Tasks:
(1) Using the text on the Ukrainian battalion, tell whether each statement agrees with it. Answer yes or no, and quote the words of the text that decide it.
(a) The battalion was organized in Kremenets in July 1942.
(b) The battalion's mission was to attack the camps of Soviet partisans.
(c) Germany and the Soviet Union had signed a joint security pact in 1939.
(2) From the text on the Ukrainian battalion, return the passage word for word. Begin at the words "The battalion in France" and stop after "strengthen their ranks.".

Extract to read:
The battalion in France was formed in Nazi-occupied Ukraine following Germany’s June 1941 surprise attack against the Soviet Union, even though the two countries had signed a joint security pact in 1939. Germans troops pushed deep into the Soviet Union, occupying land and drawing on Soviet citizens, including Ukrainian manpower, to strengthen their ranks. 

Many “liberated” Ukrainians welcomed the German occupation as a chance to rebel against Soviet communism. Having been subjected to purges, forced famine, and military conscription as part of the Soviet Union, many Ukrainians saw allyship with Germany as a chance to break from Moscow and create an independent Ukraine. 

The battalion, I believe, was no different from the society it came from. Organized in July 1942 in Kremenets in German-occupied Ukraine, its mission was to protect German military and transports sites from attacks by Soviet partisans. Though I have little information on the background of soldiers, I surmise that the battalion was composed of a mix of Ukrainians who joined the German military for different reasons. Some, as mentioned above, likely signed up with the German Army to seek revenge on the Soviets for their people’s suffering. This group included Ukrainians who were escaping forced labor by the Soviets and who remembered the famine caused by Soviet agricultural policies in the 1930s that killed roughly one in four Ukrainian citizens. Others may well have joined the Germans willingly because they harbored antisemitic views and wanted to defeat what they saw as a Soviet Union founded and led by Jewish leadership. And there were those who joined under duress, such as Ukrainians serving in the Soviet Army who were captured by the Germans and then released from prison on the condition that they join the Nazis.

Listed entries:
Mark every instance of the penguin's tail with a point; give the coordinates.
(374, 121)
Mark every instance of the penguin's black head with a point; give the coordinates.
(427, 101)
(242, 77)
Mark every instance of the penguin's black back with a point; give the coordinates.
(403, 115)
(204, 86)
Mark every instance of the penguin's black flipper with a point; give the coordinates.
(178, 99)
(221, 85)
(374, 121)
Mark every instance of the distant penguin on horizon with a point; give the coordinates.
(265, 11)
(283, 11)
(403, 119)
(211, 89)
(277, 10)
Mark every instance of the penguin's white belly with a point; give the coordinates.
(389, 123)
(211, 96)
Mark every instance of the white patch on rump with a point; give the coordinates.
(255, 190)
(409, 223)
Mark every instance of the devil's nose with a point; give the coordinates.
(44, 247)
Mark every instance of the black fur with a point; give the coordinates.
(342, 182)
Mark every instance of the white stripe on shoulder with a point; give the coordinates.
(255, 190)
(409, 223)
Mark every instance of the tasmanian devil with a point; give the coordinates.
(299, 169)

Answers for the exercise:
(1)
(a) Yes: "Organized in July 1942 in Kremenets in German-occupied Ukraine"
(b) No: "its mission was to protect German military and transports sites from attacks by Soviet partisans"
(c) Yes: "even though the two countries had signed a joint security pact in 1939"

(2)
The battalion in France was formed in Nazi-occupied Ukraine following Germany’s June 1941 surprise attack against the Soviet Union, even though the two countries had signed a joint security pact in 1939. Germans troops pushed deep into the Soviet Union, occupying land and drawing on Soviet citizens, including Ukrainian manpower, to strengthen their ranks.